##### Exercise material #####

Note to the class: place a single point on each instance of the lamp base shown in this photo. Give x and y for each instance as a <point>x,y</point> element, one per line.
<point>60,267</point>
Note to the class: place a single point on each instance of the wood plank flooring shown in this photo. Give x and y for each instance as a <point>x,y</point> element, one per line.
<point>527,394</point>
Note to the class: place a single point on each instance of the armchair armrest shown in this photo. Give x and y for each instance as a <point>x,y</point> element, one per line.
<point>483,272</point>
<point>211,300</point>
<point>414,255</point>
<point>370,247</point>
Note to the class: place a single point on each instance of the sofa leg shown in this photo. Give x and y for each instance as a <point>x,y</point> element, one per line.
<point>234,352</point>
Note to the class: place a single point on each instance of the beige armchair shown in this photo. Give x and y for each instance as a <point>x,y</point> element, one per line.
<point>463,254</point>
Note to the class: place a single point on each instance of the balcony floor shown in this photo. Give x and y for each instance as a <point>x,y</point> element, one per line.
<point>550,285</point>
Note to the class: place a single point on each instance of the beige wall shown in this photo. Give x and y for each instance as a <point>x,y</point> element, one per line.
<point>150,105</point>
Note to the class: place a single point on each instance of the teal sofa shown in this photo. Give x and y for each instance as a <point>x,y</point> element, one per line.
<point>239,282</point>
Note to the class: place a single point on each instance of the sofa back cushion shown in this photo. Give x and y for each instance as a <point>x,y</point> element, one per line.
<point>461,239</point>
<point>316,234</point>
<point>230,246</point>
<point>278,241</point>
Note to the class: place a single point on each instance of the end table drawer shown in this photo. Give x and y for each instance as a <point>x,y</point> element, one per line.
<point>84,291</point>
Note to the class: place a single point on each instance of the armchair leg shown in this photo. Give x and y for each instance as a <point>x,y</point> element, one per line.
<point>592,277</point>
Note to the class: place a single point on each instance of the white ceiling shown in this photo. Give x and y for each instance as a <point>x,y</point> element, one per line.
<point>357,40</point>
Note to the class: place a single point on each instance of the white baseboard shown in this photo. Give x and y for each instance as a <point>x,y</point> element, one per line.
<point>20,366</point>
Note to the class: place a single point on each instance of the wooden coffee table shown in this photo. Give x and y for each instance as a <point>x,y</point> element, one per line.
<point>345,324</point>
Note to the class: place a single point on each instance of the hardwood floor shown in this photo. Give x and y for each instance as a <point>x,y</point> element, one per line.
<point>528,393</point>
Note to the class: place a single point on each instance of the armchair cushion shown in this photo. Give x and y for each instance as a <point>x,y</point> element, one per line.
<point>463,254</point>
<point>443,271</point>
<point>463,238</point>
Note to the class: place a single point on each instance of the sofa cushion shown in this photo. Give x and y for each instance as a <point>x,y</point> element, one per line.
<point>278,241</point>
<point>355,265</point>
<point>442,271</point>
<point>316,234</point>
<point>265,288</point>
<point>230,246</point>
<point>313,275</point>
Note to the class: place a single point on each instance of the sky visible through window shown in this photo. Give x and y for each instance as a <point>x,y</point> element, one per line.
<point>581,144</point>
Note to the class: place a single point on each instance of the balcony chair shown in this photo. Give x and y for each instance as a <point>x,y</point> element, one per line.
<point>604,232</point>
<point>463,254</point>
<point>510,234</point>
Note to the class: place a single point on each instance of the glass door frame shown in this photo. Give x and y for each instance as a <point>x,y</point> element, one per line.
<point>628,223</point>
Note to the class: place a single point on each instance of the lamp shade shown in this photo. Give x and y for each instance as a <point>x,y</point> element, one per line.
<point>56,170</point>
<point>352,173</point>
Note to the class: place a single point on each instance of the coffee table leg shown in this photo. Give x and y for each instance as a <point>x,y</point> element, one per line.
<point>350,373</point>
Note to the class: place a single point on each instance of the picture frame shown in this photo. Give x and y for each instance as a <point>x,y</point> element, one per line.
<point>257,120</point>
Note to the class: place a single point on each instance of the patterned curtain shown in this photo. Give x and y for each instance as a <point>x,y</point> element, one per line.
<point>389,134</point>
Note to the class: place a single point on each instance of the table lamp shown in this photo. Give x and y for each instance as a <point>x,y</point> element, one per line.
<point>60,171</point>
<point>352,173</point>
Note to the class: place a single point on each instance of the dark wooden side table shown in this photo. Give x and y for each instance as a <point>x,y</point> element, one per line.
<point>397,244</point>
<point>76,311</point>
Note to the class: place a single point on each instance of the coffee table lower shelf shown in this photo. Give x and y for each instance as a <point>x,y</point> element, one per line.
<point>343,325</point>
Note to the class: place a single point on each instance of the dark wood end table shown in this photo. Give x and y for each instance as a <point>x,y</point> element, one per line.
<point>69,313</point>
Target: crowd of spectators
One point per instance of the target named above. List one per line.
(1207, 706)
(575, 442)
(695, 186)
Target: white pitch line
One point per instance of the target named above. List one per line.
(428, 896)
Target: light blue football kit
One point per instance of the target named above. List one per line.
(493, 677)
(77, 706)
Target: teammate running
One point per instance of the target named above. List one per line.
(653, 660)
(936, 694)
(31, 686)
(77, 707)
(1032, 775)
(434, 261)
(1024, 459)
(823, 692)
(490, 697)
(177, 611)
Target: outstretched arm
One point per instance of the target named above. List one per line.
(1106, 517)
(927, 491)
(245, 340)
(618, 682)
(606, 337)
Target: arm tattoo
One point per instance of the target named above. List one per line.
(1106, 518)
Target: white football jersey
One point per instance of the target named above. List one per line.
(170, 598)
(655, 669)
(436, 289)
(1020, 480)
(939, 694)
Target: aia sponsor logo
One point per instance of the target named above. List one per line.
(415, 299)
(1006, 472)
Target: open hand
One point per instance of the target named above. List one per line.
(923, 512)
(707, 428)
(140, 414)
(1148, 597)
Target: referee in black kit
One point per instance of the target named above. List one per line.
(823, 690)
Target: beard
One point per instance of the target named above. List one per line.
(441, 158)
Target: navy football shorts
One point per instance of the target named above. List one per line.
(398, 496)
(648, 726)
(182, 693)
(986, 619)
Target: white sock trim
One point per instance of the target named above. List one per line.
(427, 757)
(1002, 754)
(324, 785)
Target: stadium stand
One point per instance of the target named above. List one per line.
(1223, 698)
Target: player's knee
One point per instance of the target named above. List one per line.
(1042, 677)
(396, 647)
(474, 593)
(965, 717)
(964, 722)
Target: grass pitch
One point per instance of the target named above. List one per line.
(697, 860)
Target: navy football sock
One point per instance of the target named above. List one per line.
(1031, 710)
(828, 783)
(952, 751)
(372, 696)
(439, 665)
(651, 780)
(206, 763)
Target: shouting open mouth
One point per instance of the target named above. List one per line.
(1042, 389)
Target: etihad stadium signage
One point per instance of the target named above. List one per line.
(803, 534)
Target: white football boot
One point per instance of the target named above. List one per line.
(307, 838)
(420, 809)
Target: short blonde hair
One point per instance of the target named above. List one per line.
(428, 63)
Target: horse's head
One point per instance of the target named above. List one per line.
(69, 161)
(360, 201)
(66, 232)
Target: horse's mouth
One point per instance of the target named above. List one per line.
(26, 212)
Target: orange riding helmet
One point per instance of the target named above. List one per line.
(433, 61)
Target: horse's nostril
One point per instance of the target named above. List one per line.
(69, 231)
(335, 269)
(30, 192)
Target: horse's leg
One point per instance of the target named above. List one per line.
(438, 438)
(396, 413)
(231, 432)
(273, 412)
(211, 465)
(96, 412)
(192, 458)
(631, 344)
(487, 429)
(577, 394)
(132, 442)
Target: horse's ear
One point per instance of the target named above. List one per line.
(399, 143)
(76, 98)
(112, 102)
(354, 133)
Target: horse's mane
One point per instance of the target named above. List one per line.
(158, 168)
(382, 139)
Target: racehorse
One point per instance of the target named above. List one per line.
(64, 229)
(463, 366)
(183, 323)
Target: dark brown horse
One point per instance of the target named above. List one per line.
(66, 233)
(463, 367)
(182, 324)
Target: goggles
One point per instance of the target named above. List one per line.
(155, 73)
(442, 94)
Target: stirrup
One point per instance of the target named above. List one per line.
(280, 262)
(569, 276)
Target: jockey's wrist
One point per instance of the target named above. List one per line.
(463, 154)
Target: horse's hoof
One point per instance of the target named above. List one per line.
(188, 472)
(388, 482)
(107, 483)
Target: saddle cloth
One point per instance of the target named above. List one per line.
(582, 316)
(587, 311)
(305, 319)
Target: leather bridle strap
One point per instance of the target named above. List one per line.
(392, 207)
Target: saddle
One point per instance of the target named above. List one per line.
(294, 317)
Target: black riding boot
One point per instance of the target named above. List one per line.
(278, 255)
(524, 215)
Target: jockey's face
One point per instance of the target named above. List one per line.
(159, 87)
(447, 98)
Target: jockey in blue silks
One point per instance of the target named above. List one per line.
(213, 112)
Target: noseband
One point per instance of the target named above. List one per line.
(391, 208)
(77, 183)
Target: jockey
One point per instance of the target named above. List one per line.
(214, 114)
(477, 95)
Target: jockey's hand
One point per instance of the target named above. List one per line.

#####

=== Stated problem ===
Repeat the lines of the items starting at the line that contains "Target: noseband" and ending with the last line of the items, both ends included.

=== Answer in full ===
Target: noseband
One point per instance of the target named above. List one per line.
(391, 208)
(77, 183)
Target: jockey
One point per instance of the target named above. List one per line.
(214, 114)
(477, 95)
Target: jockey's hand
One point per instance of the target named above. List one per line.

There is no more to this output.